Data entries
+--

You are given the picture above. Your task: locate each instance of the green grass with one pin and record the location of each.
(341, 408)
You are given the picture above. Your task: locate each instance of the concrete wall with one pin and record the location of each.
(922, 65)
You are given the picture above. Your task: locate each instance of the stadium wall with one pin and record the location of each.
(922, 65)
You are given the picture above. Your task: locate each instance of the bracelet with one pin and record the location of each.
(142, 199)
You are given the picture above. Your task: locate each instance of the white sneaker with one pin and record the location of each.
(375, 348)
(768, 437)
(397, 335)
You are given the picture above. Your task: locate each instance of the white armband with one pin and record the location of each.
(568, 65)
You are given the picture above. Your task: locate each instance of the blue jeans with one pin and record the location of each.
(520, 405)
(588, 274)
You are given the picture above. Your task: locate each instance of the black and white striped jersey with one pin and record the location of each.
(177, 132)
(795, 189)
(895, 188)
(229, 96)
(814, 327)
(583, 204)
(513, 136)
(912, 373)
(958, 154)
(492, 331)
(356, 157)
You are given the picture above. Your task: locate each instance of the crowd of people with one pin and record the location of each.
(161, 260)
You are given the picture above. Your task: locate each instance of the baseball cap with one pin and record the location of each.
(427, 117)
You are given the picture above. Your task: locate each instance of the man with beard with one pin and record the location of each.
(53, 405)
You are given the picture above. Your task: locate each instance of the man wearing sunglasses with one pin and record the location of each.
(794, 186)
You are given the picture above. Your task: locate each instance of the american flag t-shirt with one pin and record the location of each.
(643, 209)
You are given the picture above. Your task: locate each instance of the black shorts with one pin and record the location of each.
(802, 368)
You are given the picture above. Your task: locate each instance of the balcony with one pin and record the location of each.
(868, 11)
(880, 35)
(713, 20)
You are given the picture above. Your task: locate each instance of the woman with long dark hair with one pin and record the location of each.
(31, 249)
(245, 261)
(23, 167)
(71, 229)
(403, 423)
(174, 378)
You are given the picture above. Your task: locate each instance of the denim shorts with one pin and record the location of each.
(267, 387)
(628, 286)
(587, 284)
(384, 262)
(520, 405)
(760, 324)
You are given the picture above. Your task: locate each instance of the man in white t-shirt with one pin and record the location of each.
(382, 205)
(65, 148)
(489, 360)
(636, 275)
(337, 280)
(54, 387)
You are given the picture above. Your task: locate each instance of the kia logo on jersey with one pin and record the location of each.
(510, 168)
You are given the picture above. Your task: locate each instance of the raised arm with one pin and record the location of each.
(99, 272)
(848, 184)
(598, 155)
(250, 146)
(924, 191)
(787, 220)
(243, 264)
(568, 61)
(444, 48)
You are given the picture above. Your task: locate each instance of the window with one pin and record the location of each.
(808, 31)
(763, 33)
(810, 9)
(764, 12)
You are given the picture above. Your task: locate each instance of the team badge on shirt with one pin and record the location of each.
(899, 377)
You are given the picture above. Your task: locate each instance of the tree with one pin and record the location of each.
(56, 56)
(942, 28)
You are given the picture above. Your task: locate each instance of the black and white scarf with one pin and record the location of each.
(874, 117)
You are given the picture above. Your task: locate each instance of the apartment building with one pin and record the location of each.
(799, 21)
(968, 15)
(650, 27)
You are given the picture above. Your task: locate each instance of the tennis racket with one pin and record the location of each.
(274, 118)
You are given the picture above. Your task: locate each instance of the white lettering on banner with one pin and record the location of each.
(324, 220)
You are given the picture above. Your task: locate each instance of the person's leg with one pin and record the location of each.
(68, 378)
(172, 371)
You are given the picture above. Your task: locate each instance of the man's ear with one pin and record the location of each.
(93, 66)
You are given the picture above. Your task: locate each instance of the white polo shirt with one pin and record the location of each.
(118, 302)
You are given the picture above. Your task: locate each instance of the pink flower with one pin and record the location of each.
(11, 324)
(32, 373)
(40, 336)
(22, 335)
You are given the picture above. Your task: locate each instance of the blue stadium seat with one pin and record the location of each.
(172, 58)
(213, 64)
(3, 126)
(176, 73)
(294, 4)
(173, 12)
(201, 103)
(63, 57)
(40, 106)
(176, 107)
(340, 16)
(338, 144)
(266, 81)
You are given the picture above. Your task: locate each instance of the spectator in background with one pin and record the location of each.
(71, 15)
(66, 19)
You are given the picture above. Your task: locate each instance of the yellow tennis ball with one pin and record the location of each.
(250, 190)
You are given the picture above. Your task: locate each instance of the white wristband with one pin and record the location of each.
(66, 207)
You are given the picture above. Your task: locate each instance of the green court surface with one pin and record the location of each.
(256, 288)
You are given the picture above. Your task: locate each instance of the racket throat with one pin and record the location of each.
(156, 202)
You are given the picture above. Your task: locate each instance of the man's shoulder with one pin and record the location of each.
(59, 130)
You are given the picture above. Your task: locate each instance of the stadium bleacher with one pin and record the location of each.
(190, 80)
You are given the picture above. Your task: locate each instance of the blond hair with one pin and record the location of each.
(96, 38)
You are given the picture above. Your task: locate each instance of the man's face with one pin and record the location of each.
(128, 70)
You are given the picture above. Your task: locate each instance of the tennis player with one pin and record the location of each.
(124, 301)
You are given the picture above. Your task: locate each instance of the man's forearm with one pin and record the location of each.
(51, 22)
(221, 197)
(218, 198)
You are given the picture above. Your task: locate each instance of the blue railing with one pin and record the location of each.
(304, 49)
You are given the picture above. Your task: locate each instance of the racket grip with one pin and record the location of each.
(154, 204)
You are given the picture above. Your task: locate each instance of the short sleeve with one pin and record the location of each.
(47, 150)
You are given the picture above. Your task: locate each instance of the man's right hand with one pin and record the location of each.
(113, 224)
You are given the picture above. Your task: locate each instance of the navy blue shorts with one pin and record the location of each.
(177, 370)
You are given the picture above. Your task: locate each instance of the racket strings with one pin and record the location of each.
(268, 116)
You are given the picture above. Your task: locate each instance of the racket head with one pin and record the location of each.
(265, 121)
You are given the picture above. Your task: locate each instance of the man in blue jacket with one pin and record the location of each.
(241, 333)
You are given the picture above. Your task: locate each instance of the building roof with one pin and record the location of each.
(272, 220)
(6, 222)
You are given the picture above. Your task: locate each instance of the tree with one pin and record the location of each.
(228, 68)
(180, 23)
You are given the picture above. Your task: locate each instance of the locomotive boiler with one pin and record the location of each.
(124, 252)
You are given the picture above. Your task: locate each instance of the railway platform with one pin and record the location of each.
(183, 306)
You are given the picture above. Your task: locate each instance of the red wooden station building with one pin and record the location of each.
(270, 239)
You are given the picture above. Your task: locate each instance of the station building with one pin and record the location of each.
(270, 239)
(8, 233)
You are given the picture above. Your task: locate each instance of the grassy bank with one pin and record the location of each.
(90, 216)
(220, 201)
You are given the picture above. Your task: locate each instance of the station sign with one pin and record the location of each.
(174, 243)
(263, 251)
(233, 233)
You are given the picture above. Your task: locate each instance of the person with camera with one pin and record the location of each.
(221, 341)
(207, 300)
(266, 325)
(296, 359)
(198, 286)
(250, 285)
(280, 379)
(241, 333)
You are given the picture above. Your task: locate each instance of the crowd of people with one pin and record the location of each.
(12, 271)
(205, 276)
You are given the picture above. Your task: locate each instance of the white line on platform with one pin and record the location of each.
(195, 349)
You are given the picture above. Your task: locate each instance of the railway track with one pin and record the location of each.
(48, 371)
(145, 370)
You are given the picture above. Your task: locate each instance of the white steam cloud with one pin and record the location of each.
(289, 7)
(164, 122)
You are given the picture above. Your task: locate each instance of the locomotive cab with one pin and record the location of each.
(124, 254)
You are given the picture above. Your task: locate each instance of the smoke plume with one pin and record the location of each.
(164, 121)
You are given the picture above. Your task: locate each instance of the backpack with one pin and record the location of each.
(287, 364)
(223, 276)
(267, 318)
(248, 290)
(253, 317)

+--

> [Directions for this task]:
Retype the listing. Match it exactly.

> [Complete output]:
You are given the picture above. Your task: locate each instance of the green grass with one pin and record the location of each.
(341, 408)
You are given the picture above. Your task: locate each instance of the concrete wall with one pin and record the location of each.
(922, 65)
You are given the picture above. Your task: locate each instance of the stadium wall with one pin and record the location of each.
(922, 65)
You are given the picture above. Your task: locate each instance of the bracelet with one pin and record the location of each.
(142, 199)
You are given the picture above. Your task: locate each instance of the white sneaker with one pin and record the location of each.
(375, 348)
(768, 437)
(397, 335)
You are given the picture above. Your task: locate each instance of the white armband with one pin and record the location of each.
(568, 65)
You are given the picture above. Your task: locate each instance of the blue jeans with one pin and record the location of each.
(520, 405)
(588, 274)
You are given the picture above. Your task: locate each instance of the black and white striped jersey with one pin and record the location of each.
(177, 132)
(795, 189)
(895, 188)
(229, 96)
(814, 327)
(583, 204)
(513, 136)
(912, 373)
(958, 154)
(492, 331)
(356, 157)
You are given the picture above. Your task: locate each instance of the crowd of people with one pin and record the location of each.
(161, 260)
You are given the picture above. Your task: locate each instance of the baseball cap with one pin and record the location of each.
(427, 117)
You are given the picture above. Your task: locate each instance of the man with beard with one pin and record the location of each.
(53, 405)
You are given the picture above. Your task: locate each instance of the man wearing sunglasses with one pin and record the location of each.
(794, 186)
You are given the picture above. Your task: locate each instance of the american flag t-shirt with one pin and record the location of each.
(643, 209)
You are given the picture above. Your task: locate each instance of the black shorts with one pin and record the location of each.
(802, 368)
You are given the picture above. Your task: locate each instance of the balcony with one pin and record the location of each.
(868, 11)
(880, 35)
(713, 20)
You are given the picture above. Your task: locate each instance of the woman with long dark hair with one pin and record the location of each.
(31, 249)
(245, 261)
(23, 167)
(71, 229)
(403, 423)
(174, 378)
You are given the picture above. Your task: locate each instance of the denim shorts with one pin and record the location of each.
(267, 387)
(628, 286)
(587, 284)
(384, 262)
(520, 405)
(760, 324)
You are given the picture above. Your task: locate each instance of the man in white t-shirt with one pin and record the location of each.
(382, 205)
(65, 148)
(489, 360)
(636, 275)
(337, 280)
(54, 387)
You are given the picture above. Your task: locate each instance of the kia logo on jersey with one pin and record the location of each.
(510, 168)
You are given the picture above. Your task: locate each instance of the raised arm with one pin and record the location of each.
(99, 272)
(848, 184)
(598, 155)
(250, 146)
(924, 191)
(787, 220)
(243, 264)
(568, 61)
(444, 48)
You are given the picture above. Your task: locate each instance of the window with one pin and record the location of each.
(808, 31)
(763, 33)
(810, 9)
(764, 12)
You are given the picture above. Your task: locate each instance of the team badge on shirt with one pin and record the location of each.
(899, 377)
You are given the picture above. Your task: locate each instance of the tree with one pin and record the location of each.
(56, 56)
(942, 28)
You are given the picture above. Your task: locate each instance of the black and white scarf with one pin and record the location of each.
(874, 117)
You are given the picture above. Your task: locate each instance of the apartment building with one pin and record the location of each.
(799, 21)
(968, 15)
(650, 27)
You are given the picture above. Your task: locate each instance of the tennis racket with one pin and record the location of each.
(274, 118)
You are given the picture above. Your task: locate each instance of the white lettering on banner with one pin and record the location of each.
(324, 220)
You are given the picture above. Your task: locate each instance of the person's leg with one pin and record the location of each.
(68, 378)
(172, 371)
You are given the picture above. Your task: locate each instance of the man's ear with one pin and record the location of each.
(93, 66)
You are given the picture above. Your task: locate each instance of the white polo shirt with one pin and record the location of each.
(118, 302)
You are given the picture above. Your task: locate each instance of the pink flower with one pin and record the location of each.
(11, 324)
(32, 373)
(40, 336)
(22, 335)
You are given the picture above. Your task: locate each instance of the blue stadium seat with one pin and record the location of each.
(172, 58)
(213, 64)
(3, 126)
(176, 73)
(294, 4)
(173, 12)
(201, 103)
(63, 57)
(40, 106)
(176, 107)
(340, 16)
(338, 144)
(266, 81)
You are given the picture above. Your task: locate each instance of the spectator in background with one pin and record the location of each.
(71, 15)
(66, 19)
You are given the picture above. Your task: locate each instance of the yellow tennis ball with one pin and record the location of each.
(250, 190)
You are given the picture above. Your task: locate each instance of the white wristband with one pin and record the location of each.
(66, 207)
You are given the picture above. Your task: locate each instance of the green court surface with one pin and record the location of each.
(256, 288)
You are given the picture above. Your task: locate each instance of the racket throat with one pin and record the location of each.
(156, 202)
You are given the picture above. Your task: locate each instance of the man's shoulder with one pin and record the location of each.
(59, 130)
You are given the picture above. Your task: locate each instance of the stadium bleacher with one pin and record the location of each.
(190, 80)
You are given the picture above. Your task: locate each instance of the blond hair with one pin and record the location of each.
(96, 38)
You are given the picture above. Your task: locate each instance of the man's face with one pin and record the location of each.
(128, 70)
You are given the picture above. Your task: locate each instance of the tennis player with one pin and record the location of each.
(124, 301)
You are given the picture above. Your task: locate each instance of the man's forearm with one pin and record the location of each.
(51, 22)
(221, 197)
(218, 198)
You are given the picture above. Your task: locate each instance of the blue railing with one pin and record the location of each.
(304, 49)
You are given the picture above. Your task: locate each instance of the racket grip with one pin and record the location of each.
(154, 204)
You are given the picture above. Your task: locate each instance of the short sleeve with one pin and record the location of each.
(47, 150)
You are given the picture above. Your task: locate each instance of the man's right hand with one pin and record the location of each.
(113, 224)
You are given the picture above. Your task: locate each instance of the navy blue shorts with one pin and record the location of each.
(177, 370)
You are given the picture above. Your task: locate each instance of the racket strings with one pin and record the location of each.
(268, 116)
You are given the picture above. Your task: locate each instance of the racket head with one pin and record the location of each.
(265, 121)
You are given the picture above. Your task: locate each instance of the man in blue jacket with one pin and record the location of each.
(241, 333)
You are given the picture above. Your task: locate each instance of the building roof with one pin and record the location of each.
(272, 220)
(6, 222)
You are given the picture above. Your task: locate each instance of the tree with one pin and record the location of each.
(228, 68)
(180, 23)
You are given the picture above. Your task: locate each instance of the locomotive boiler with one pin and record the location of each.
(124, 252)
You are given the picture above. Your task: locate each instance of the railway platform with one pin and record the location of each.
(183, 306)
You are given the picture above. Your task: locate each instance of the red wooden station building with one pin and record the location of each.
(270, 239)
You are given the picture above. Your task: locate each instance of the station building with one pin and record the location of each.
(270, 239)
(8, 233)
You are given the picture above. Your task: locate each instance of the grassy bank with one pin and record the location of each.
(90, 216)
(220, 201)
You are given the picture above. Your task: locate each instance of the station sign with one pin and record the location of each.
(174, 243)
(263, 251)
(233, 233)
You are given the picture above. Your task: locate each instance of the person with camera with one pin and record the location of each.
(221, 341)
(207, 300)
(266, 325)
(296, 359)
(198, 286)
(250, 285)
(280, 379)
(241, 333)
You are given the picture above. Your task: locate each instance of the crowd of people with one pin and record the location of each.
(12, 271)
(205, 276)
You are given the picture above. Your task: locate each instance of the white line on platform with one pin and record the location of each.
(195, 349)
You are given the picture above. Your task: locate each instance of the railway track with one pin and record the location of each.
(48, 371)
(145, 370)
You are given the picture above. Your task: locate each instance of the white steam cloud with one pin and record the location of each.
(289, 7)
(164, 122)
You are given the picture above. Your task: locate each instance of the locomotive cab with one pin and record the location of each.
(124, 254)
You are given the picture above. Your task: locate each instance of the smoke plume with one pin and record the location of each.
(164, 121)
You are given the picture above. Your task: locate each instance of the backpack with one pin and record the location of each.
(287, 364)
(223, 276)
(267, 318)
(248, 290)
(253, 317)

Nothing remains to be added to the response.